Specify the following:

• For all combinations of the covariance structure options, fit a GMM with three components.

• Use the fitted GMM to cluster the 2-D grid.

• Obtain the score that specifies a 99% probability threshold for each confidence region. This specification determines the length of the major and minor axes of the ellipsoids.

• Color each ellipsoid using a similar color as its cluster.

threshold = sqrt(chi2inv(0.99,2));
count = 1;
for i = 1:nSigma
for j = 1:nSC
gmfit = fitgmdist(X,k,'CovarianceType',Sigma{i}, ...
'SharedCovariance',SharedCovariance{j},'Options',options); % Fitted GMM
clusterX = cluster(gmfit,X); % Cluster index
mahalDist = mahal(gmfit,X0); % Distance from each grid point to each GMM component
% Draw ellipsoids over each GMM component and show clustering result.
subplot(2,2,count);
h1 = gscatter(X(:,1),X(:,2),clusterX);
hold on
for m = 1:k
idx = mahalDist(:,m)<=threshold;
Color = h1(m).Color*0.75 - 0.5*(h1(m).Color - 1);
h2 = plot(X0(idx,1),X0(idx,2),'.','Color',Color,'MarkerSize',1);
uistack(h2,'bottom');
end
plot(gmfit.mu(:,1),gmfit.mu(:,2),'kx','LineWidth',2,'MarkerSize',10)
title(sprintf('Sigma is %s\nSharedCovariance = %s',Sigma{i},SCtext{j}),'FontSize',8)
legend(h1,{'1','2','3'})
hold off
count = count + 1;
end
end The probability threshold for the confidence region determines the length of the major and minor axes, and the covariance type determines the orientation of the axes. Note the following about options for the covariance matrices:

• Diagonal covariance matrices indicate that the predictors are uncorrelated. The major and minor axes of the ellipses are parallel or perpendicular to the x and y axes. This specification increases the total number of parameters by $p$, the number of predictors, for each component, but is more parsimonious than the full covariance specification.

• Full covariance matrices allow for correlated predictors with no restriction to the orientation of the ellipses relative to the x and y axes. Each component increases the total number of parameters by $p\left(p+1\right)/2$, but captures the correlation structure among the predictors. This specification can cause overfitting.

Data extract:

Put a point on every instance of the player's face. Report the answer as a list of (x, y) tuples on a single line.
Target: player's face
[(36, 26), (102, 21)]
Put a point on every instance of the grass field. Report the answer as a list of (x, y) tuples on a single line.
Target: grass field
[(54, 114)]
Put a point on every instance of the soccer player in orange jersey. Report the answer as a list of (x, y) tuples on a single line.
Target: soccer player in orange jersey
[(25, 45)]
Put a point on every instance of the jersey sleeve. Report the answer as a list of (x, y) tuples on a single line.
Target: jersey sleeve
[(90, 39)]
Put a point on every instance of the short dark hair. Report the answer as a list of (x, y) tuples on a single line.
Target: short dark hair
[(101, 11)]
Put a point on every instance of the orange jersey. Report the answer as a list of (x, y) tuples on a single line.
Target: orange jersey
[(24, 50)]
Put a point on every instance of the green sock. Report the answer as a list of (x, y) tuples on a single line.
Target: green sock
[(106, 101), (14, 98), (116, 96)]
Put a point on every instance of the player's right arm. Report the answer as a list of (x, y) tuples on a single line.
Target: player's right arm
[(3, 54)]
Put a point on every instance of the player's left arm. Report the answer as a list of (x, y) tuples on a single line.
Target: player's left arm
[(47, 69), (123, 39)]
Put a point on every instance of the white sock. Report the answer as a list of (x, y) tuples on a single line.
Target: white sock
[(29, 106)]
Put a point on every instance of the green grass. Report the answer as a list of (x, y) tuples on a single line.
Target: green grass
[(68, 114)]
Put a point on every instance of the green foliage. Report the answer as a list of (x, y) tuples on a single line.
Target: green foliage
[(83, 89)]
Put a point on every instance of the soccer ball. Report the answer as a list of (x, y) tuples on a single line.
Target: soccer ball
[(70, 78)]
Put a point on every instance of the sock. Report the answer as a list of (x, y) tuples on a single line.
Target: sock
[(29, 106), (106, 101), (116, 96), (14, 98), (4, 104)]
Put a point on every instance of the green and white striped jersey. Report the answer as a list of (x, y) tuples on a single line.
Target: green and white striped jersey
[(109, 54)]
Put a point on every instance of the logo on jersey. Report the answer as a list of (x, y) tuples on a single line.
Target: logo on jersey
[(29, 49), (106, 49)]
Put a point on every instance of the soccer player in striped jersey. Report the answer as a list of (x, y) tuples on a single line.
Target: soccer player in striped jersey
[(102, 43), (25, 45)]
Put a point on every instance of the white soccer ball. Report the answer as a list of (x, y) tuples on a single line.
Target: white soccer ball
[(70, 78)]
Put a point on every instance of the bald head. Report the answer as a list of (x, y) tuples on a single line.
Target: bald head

Actions to take:
1: Copy the part of the Gaussian mixture model text from "threshold = sqrt(chi2inv(0.99,2));" to "show clustering result.".
2: Please resume the Gaussian mixture model text right after its last sentence.
The lines come from a different source.

Results in order:
1:
threshold = sqrt(chi2inv(0.99,2));
count = 1;
for i = 1:nSigma
for j = 1:nSC
gmfit = fitgmdist(X,k,'CovarianceType',Sigma{i}, ...
'SharedCovariance',SharedCovariance{j},'Options',options); % Fitted GMM
clusterX = cluster(gmfit,X); % Cluster index
mahalDist = mahal(gmfit,X0); % Distance from each grid point to each GMM component
% Draw ellipsoids over each GMM component and show clustering result.

2:
• Shared covariance matrices indicate that all components have the same covariance matrix. All ellipses are the same size and have the same orientation. This specification is more parsimonious than the unshared specification because the total number of parameters increases by the number of covariance parameters for one component only.

• Unshared covariance matrices indicate that each component has its own covariance matrix. The size and orientation of all ellipses might differ. This specification increases the number of parameters by k times the number of covariance parameters for a component, but can capture covariance differences among components.

The figure also shows that cluster does not always preserve cluster order. If you cluster several fitted gmdistribution models, cluster can assign different cluster labels for similar components.

Specify Different Initial Conditions

The algorithm that fits a GMM to the data can be sensitive to initial conditions. To illustrate this sensitivity, fit four different GMMs as follows:

1. For the first GMM, assign most data points to the first cluster.

2. For the second GMM, randomly assign data points to clusters.

3. For the third GMM, make another random assignment of data points to clusters.

4. For the fourth GMM, use k-means++ to obtain initial cluster centers.

initialCond1 = [ones(n-8,1); [2; 2; 2; 2]; [3; 3; 3; 3]]; % For the first GMM
initialCond2 = randsample(1:k,n,true); % For the second GMM
initialCond3 = randsample(1:k,n,true); % For the third GMM
initialCond4 = 'plus'; % For the fourth GMM
cluster0 = {initialCond1; initialCond2; initialCond3; initialCond4};

For all instances, use k = 3 components, unshared and full covariance matrices, the same initial mixture proportions, and the same initial covariance matrices. For stability when you try different sets of initial values, increase the number of EM algorithm iterations. Also, draw confidence ellipsoids over the clusters.

converged = nan(4,1);

for j = 1:4
gmfit = fitgmdist(X,k,'CovarianceType','full', ...
'SharedCovariance',false,'Start',cluster0{j}, ...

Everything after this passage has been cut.